Job: Please convert the part of the material that opens with the line containing "Bet you can't find the sky" and closes with the line containing "[183,43,251,51]" into a JSON list of strings, one string per line, with blank lines left out. Include both of those end lines.

--- BEGIN Recorded information ---

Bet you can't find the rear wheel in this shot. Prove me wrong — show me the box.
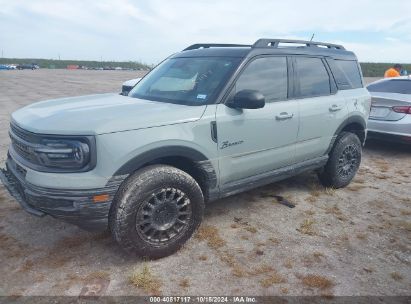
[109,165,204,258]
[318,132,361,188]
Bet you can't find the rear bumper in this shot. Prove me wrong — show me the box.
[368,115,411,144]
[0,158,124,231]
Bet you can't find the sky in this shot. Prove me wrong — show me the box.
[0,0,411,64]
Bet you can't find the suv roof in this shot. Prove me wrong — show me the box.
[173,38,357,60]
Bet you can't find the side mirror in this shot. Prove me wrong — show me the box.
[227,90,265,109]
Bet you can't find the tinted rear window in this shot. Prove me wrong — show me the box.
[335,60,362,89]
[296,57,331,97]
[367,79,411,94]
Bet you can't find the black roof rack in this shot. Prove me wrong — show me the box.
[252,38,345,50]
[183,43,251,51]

--- END Recorded information ---
--- BEGIN Recorded information ---

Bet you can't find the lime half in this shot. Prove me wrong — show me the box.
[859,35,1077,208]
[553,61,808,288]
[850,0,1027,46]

--- END Recorded information ---

Response to this task:
[
  "Bet you can't find the sky in this shot. Prove me wrong — show me the box.",
  "[0,0,411,64]",
  "Bet you can't find the suv roof in this shot. Prove me wrong — show me the box.",
  "[173,38,357,60]",
  "Bet you can't find the side mirror in this shot. Prove me wrong — show me the box.",
  "[227,90,265,109]",
  "Bet you can't find the tinted rear window in this shot. Prove me wrong — show me the box.",
  "[335,60,362,89]",
  "[296,57,331,97]",
  "[367,79,411,94]",
  "Bet you can't find the black roof rack in this shot. Prove me wrong — show me the box.",
  "[252,38,345,50]",
  "[183,43,251,51]"
]